_What you have to do_
Only lines that contain the string "wall" should be returned from the material below.
Start of Dataset extract
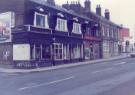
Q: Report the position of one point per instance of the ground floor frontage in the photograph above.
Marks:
(92, 50)
(110, 48)
(31, 50)
(42, 50)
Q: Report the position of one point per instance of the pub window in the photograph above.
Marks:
(76, 28)
(58, 51)
(61, 25)
(41, 20)
(46, 52)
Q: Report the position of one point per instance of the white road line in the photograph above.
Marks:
(121, 63)
(99, 71)
(44, 84)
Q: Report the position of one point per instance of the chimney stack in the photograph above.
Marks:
(98, 10)
(51, 2)
(107, 14)
(87, 5)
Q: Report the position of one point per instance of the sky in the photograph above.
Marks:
(121, 11)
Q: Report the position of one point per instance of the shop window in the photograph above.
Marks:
(61, 25)
(38, 52)
(58, 51)
(77, 51)
(40, 20)
(76, 28)
(46, 52)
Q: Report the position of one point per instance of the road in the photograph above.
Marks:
(107, 78)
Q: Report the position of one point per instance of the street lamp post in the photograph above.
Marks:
(53, 58)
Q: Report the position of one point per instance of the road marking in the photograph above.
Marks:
(44, 84)
(99, 71)
(121, 63)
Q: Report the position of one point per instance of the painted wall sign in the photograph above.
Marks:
(6, 22)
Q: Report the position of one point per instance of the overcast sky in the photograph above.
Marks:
(122, 11)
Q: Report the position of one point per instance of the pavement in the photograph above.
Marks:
(13, 70)
(111, 77)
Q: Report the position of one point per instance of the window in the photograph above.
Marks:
(103, 31)
(58, 51)
(39, 52)
(61, 25)
(41, 20)
(76, 28)
(46, 52)
(76, 51)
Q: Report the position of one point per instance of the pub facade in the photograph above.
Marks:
(44, 34)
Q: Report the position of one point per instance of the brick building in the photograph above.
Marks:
(45, 34)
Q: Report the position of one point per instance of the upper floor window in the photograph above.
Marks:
(61, 25)
(41, 20)
(76, 28)
(103, 31)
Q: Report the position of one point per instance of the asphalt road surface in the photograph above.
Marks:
(107, 78)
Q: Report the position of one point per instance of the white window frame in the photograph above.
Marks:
(55, 58)
(76, 28)
(61, 25)
(46, 20)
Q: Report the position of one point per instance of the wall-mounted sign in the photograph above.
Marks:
(6, 22)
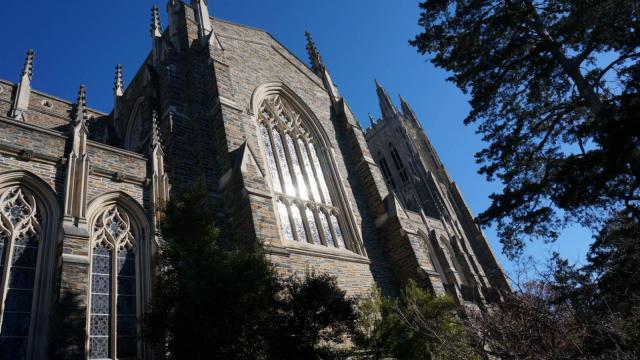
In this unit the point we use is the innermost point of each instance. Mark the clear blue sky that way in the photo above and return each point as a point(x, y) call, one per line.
point(80, 42)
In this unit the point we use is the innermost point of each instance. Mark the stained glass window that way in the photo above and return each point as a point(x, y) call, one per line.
point(113, 260)
point(327, 230)
point(284, 220)
point(315, 234)
point(288, 181)
point(297, 220)
point(301, 186)
point(298, 179)
point(19, 245)
point(337, 231)
point(321, 179)
point(309, 169)
point(271, 161)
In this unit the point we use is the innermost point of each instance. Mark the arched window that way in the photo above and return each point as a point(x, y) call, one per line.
point(114, 276)
point(307, 209)
point(20, 245)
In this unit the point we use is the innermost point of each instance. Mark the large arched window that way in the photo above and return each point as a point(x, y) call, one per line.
point(307, 200)
point(114, 307)
point(29, 234)
point(20, 244)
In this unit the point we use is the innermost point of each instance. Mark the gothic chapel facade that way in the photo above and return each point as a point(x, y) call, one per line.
point(283, 158)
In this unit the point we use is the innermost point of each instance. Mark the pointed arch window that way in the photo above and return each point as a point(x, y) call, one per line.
point(306, 208)
point(113, 305)
point(20, 244)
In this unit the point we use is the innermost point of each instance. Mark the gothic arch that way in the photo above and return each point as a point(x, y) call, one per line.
point(46, 208)
point(135, 126)
point(302, 168)
point(119, 276)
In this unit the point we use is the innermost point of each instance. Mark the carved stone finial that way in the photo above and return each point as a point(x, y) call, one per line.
point(372, 120)
point(387, 107)
point(117, 83)
point(317, 66)
point(80, 118)
point(156, 27)
point(28, 64)
point(155, 129)
point(21, 101)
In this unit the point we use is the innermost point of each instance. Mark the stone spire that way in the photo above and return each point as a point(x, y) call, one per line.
point(173, 12)
point(318, 67)
point(21, 101)
point(118, 91)
point(372, 120)
point(156, 36)
point(156, 27)
point(117, 82)
point(407, 111)
point(75, 203)
point(159, 178)
point(205, 30)
point(387, 107)
point(80, 118)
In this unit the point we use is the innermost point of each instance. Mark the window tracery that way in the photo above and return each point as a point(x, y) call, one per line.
point(304, 204)
point(112, 320)
point(20, 238)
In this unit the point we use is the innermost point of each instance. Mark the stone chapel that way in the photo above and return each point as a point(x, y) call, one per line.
point(283, 159)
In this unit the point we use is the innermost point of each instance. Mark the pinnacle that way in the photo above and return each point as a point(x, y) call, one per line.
point(81, 106)
point(155, 131)
point(314, 56)
point(117, 83)
point(28, 64)
point(156, 27)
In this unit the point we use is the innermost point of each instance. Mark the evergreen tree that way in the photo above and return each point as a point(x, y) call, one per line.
point(555, 91)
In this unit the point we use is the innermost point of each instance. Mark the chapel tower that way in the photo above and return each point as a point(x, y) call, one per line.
point(414, 173)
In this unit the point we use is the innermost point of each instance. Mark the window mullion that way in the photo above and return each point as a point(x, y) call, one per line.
point(312, 156)
point(287, 154)
point(5, 274)
point(114, 302)
point(275, 156)
point(323, 239)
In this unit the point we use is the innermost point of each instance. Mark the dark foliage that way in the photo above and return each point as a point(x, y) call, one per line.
point(555, 91)
point(417, 325)
point(213, 303)
point(314, 316)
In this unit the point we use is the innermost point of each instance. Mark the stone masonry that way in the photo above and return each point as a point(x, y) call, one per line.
point(197, 111)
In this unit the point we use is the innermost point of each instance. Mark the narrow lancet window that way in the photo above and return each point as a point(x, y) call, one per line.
point(113, 312)
point(300, 182)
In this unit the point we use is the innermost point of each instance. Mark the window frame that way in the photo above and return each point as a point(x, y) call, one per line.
point(303, 125)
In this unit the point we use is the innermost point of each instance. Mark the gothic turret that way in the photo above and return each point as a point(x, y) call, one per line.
point(317, 66)
point(156, 36)
point(407, 111)
point(118, 91)
point(75, 204)
point(21, 101)
point(387, 107)
point(205, 29)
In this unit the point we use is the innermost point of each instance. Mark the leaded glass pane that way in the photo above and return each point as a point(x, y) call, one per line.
End of Dataset extract
_Task result_
Q: Report the position of one point per instance of the painted wall sign in the photograph above.
Q: Report the position of one point per instance of the wall-mounted sign in the photograph above.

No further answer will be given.